# Plakat Erstellen



## bossidlg (25. Juni 2004)

Hi Leute ich habe ein Großes Problem, und zwar mus ich ein Plakat erstellen. Und habe davon keine ahnung wie das geht.
Wir Veranstalten ein Großes Sport Event und brauchen nächste Woche Plakate, wir haben zwar schon Plakate machen Lassen von einer Agentur im Früjahr aber über die Preise wist ihr ja bescheid.
Könnt ihr mir helfen
Hier könnt ihr das erste Plakat ansehen.

Plakat 

Das hat eine Agentur für uns erstellt, leider haben sie die PDF Datei geschützt.
Dort müssten eigentlich nur die Texte verändert und verschoben werden.

Nun mit was für einem Programm bekomme ich so was hin.
Soll für A1 Plakat sein.



Fußball Hobby WM 2004


----------



## Clubkatze (25. Juni 2004)

Natürlich mit Photoshop - fals du im Besitz des Programms bist mache ich dir eben was fertig..


----------



## ShadowMan (25. Juni 2004)

Darfst du das Plakat mit der Grafik oben denn so einfach wieder verwenden? Bin mir da nämlich ehrlich gesagt gar nicht so sicher. Sonst hätten sie ja ihre psd direkt dabei gelegt, aber andererseits habt ihr das ja auch bezahlt... 

Würde mich jedenfalls mal interessieren ob man sowas einfach machen darf, weil mir sowas schon mal selbst passiert ist und ich mich ehrlich gesagt sehr darüber geärgert habe, da andere meine "verkaufte" Grafik wiederverwendet haben und dafür dann auch geld bekommen haben *grrrr*

Aber zum eigentlichen Thema: Mit PS dürfe das sehr leicht machbar sein. Würde Einfach den kompletten Verlauf neu machen und dann die Sachen drauf schreiben. Das Männchen und die Grafik oben kannst du dabei ja dann außer Acht lassen.


Liebe Grüße,
Shadow ;-]


----------



## bossidlg (25. Juni 2004)

Also für die Grafiken haben wir die Rechte, 

Ja ich habe Adobe Photoshop


----------



## Clubkatze (25. Juni 2004)

Dann ist das ganze ja kein Thema   Als psd wäre das dingen allerdings 99mb groß gewesen...*g, deswegen hier das jpg - oh ich sehe gerade das ich etwas unsauber war...kannste ja selbst noch eben ausbessern!

*edit* : Datei gelöscht


----------



## bossidlg (25. Juni 2004)

Danke dir,

dürfte ich erfahren wie das jetzt ging


----------



## Clubkatze (25. Juni 2004)

Nichts zu danken,  macht 50 Euronen 

Ganz einfach die Schrift quasi "übermalt" und im unteren Teil hab ich n neuen Verlauf erstellt.

Hier nochmal die ausgebesserte Version, müsste jetzt besser ausehen
 (lads am besten gleich runter, lösche´s nämlich dann wieder):

edit: link disabled


----------

=== EINTRÄGE IM DATENSATZ ===
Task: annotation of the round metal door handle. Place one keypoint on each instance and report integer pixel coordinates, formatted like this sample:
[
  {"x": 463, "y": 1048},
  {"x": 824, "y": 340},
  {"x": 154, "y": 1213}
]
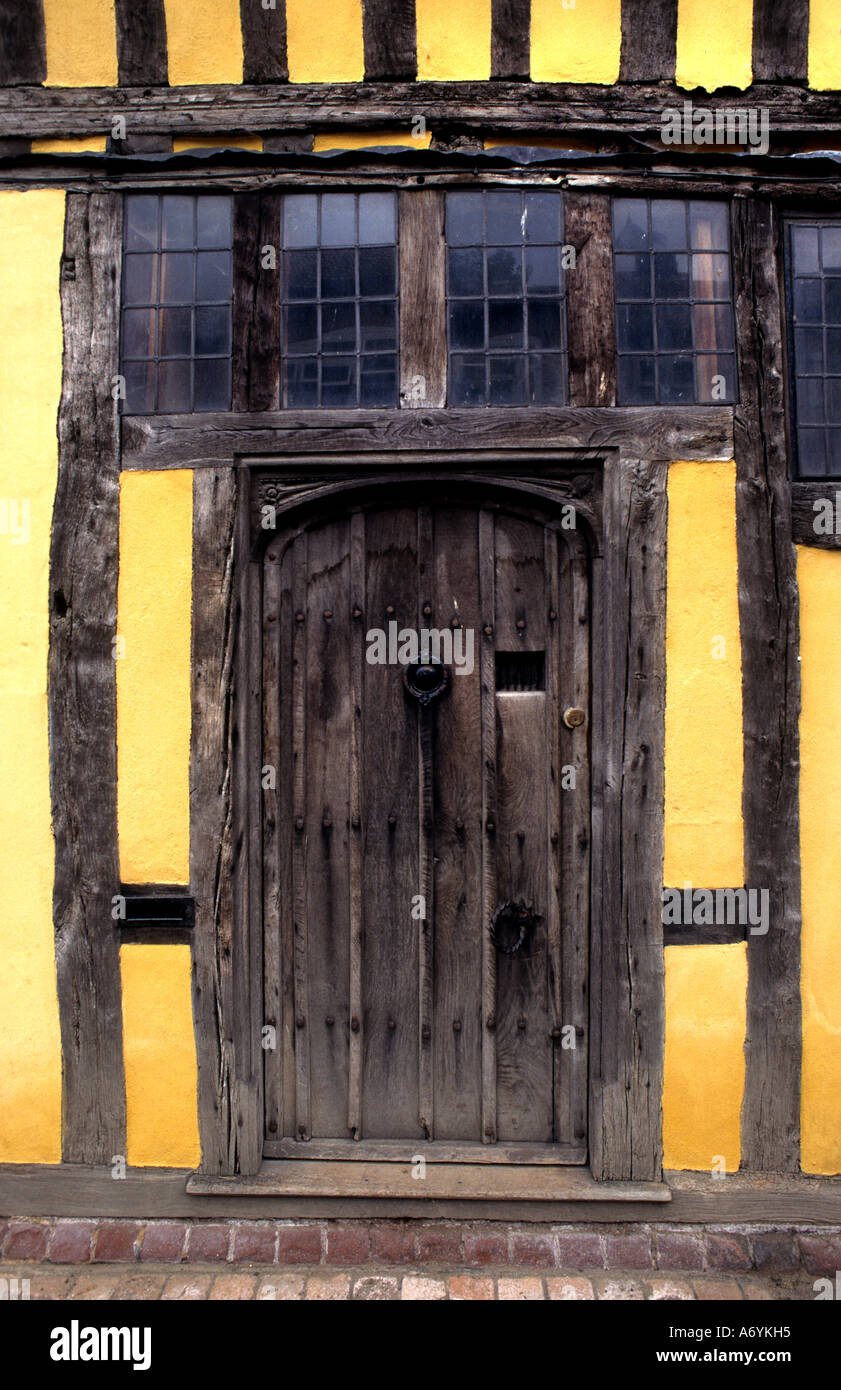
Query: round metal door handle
[{"x": 426, "y": 681}]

=== ARBEITSAUFTRÄGE ===
(1) Fasse den Forenthread zum Plakat in zwei Sätzen zusammen.
(2) Aktualisiere bitte im Forenthread zum Plakat den Teil, der mit den Worten „Dann ist das“ beginnt und mit „noch eben ausbessern!“ schließt, und ersetze dabei „jpg“ durch „png“.

=== ANTWORTEN JE AUFGABE ===
(1) bossidlg muss für ein großes Sportevent ein A1-Plakat erstellen, hat nur eine geschützte PDF-Datei einer Agentur und fragt, mit welchem Programm sich die Texte verändern und verschieben lassen. Clubkatze empfiehlt Photoshop und erstellt selbst eine Version, indem die Schrift „übermalt“ und im unteren Teil ein neuer Verlauf angelegt wird.

(2)
Dann ist das ganze ja kein Thema   Als psd wäre das dingen allerdings 99mb groß gewesen...*g, deswegen hier das png - oh ich sehe gerade das ich etwas unsauber war...kannste ja selbst noch eben ausbessern!